* Goal *
Reproduce the records from the line containing "Q: Point out each instance of the horizontal" through the end of the records, substituting "tailplane" for "horizontal stabilizer" and leaving everything else unchanged.

— start of Material for this task —

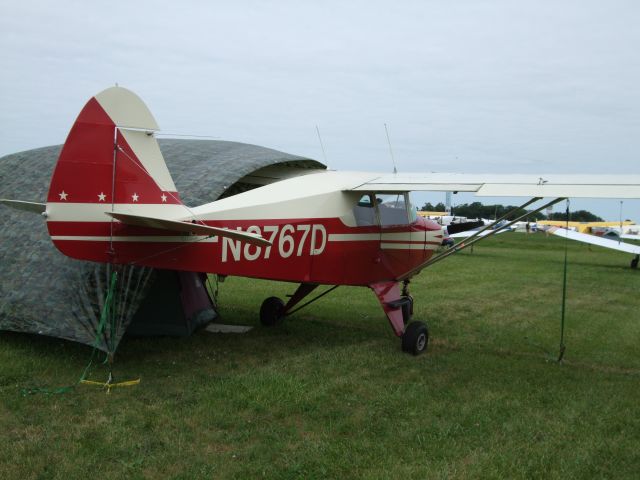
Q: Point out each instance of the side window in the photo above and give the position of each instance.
(364, 211)
(392, 209)
(413, 212)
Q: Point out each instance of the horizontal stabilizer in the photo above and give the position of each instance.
(186, 227)
(593, 240)
(33, 207)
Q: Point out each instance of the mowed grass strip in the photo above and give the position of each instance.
(329, 394)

— end of Material for this task —

* Exercise solution *
Q: Point out each instance of the tailplane in the photo above and give the position of each instance.
(186, 227)
(593, 240)
(33, 207)
Q: Point out each instance of the mowed grass strip in the photo above and give the position of each instance.
(329, 394)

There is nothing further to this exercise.